Exercise:
Copy out word for word the stretch of the entries below, from the line containing "Where can the splashing" through the last line of the entries.
>> Start Dataset records
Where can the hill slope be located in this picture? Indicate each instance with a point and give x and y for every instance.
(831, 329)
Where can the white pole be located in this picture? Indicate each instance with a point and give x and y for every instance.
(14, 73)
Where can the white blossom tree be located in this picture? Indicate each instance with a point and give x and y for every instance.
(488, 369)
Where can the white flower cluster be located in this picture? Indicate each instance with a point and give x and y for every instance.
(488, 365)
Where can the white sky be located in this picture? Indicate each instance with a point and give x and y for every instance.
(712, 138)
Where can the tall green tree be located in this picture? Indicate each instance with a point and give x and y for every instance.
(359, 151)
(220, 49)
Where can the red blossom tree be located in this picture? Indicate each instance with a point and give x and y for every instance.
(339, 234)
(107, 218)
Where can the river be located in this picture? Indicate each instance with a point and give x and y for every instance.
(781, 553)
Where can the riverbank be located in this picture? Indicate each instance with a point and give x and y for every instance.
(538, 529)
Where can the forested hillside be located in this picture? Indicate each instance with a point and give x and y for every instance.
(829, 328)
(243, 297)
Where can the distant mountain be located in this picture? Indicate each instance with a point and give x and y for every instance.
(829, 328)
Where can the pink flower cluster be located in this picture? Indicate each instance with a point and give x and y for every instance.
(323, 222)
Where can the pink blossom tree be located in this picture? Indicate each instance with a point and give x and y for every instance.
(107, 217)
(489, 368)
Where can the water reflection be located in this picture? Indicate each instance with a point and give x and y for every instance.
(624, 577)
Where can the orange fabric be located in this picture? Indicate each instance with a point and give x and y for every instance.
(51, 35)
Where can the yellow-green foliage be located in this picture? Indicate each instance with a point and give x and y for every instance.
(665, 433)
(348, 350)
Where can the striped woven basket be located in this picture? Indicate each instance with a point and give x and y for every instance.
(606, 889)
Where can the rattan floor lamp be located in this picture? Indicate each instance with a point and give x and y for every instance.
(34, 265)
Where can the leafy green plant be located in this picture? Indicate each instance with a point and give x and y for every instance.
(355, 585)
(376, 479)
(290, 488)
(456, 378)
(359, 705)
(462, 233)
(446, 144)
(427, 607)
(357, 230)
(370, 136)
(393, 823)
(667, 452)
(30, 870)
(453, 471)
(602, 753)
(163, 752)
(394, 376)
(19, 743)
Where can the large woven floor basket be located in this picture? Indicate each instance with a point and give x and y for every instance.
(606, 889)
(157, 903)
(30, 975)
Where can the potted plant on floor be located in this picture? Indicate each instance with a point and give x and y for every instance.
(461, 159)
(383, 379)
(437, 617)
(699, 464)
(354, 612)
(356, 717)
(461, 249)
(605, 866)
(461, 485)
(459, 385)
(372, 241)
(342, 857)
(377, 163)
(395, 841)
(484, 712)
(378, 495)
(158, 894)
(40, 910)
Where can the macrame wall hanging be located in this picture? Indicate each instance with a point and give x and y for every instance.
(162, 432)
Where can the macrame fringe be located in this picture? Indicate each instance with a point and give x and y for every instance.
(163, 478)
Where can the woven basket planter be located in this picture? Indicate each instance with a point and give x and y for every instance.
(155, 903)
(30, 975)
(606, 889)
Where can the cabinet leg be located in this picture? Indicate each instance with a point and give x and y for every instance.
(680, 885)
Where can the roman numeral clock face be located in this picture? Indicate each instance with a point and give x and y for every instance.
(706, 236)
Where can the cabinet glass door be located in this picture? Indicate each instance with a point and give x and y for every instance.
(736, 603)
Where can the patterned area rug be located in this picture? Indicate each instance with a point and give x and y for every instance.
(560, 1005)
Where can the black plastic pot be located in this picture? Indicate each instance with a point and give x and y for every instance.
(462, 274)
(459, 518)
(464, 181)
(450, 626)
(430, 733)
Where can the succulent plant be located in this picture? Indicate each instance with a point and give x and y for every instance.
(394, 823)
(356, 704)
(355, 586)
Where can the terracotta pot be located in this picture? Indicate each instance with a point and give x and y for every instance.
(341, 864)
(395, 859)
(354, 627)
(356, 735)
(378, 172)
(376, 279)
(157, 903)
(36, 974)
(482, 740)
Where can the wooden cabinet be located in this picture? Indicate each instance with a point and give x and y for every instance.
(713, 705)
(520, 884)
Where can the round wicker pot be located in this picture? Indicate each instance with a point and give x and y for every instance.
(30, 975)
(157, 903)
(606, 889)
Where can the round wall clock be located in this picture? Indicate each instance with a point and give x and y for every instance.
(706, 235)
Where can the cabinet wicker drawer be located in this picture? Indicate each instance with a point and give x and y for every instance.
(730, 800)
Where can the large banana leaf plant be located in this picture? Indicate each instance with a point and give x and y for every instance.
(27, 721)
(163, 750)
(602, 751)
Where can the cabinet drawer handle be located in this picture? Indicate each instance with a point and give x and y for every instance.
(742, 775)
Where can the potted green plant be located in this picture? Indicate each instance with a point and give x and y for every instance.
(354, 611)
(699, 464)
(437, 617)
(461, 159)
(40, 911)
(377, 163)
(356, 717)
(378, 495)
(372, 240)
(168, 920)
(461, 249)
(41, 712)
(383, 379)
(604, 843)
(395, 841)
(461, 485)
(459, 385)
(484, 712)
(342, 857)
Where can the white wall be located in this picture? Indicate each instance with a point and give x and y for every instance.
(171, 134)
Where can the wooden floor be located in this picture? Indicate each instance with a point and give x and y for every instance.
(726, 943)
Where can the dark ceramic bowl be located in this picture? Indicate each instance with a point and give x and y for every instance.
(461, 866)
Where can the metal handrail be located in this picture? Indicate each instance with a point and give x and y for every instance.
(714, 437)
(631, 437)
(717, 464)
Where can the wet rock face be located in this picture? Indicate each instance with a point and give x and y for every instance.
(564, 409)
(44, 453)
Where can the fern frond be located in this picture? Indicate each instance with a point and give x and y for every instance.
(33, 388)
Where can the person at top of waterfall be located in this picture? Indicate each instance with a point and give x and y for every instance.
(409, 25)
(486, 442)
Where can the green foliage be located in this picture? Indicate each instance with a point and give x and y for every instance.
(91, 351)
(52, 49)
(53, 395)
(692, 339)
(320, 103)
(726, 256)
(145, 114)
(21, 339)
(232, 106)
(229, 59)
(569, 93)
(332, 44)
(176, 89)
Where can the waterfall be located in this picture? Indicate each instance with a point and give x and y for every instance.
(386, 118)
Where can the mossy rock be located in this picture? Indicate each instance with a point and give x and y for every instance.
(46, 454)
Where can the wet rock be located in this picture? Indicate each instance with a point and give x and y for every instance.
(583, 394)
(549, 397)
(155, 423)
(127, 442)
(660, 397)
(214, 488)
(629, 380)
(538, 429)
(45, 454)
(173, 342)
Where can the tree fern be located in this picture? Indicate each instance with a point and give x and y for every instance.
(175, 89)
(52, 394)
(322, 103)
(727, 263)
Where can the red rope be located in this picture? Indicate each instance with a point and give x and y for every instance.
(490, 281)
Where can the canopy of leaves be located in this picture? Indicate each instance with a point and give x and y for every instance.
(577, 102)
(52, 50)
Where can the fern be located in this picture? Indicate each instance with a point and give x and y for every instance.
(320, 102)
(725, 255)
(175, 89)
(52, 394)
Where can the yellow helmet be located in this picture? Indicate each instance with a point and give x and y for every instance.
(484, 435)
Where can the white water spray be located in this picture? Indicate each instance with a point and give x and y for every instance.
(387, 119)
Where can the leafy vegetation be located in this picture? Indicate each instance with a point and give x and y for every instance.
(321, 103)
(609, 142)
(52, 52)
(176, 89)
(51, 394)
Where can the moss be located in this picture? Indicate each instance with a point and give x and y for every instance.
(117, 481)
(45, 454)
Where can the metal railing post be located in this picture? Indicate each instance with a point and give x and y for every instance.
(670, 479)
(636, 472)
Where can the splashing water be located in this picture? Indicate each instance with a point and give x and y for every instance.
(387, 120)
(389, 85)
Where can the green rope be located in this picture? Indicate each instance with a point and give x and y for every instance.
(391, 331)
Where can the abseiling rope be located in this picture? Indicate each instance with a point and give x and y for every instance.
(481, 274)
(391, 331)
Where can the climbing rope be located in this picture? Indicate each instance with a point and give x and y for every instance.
>> End Dataset records
Exercise solution:
Where can the splashing water be located in this picture? Indicate each instance with a point and give x and y for every instance.
(387, 120)
(389, 85)
Where can the green rope be located in this picture? Indicate each instance with a point and give x and y for every instance.
(391, 331)
Where can the abseiling rope be located in this picture? Indicate each instance with a point and give x and y for every instance.
(481, 274)
(391, 331)
Where can the climbing rope be located in this picture? Indicate each instance with a point and give x and y for every instance.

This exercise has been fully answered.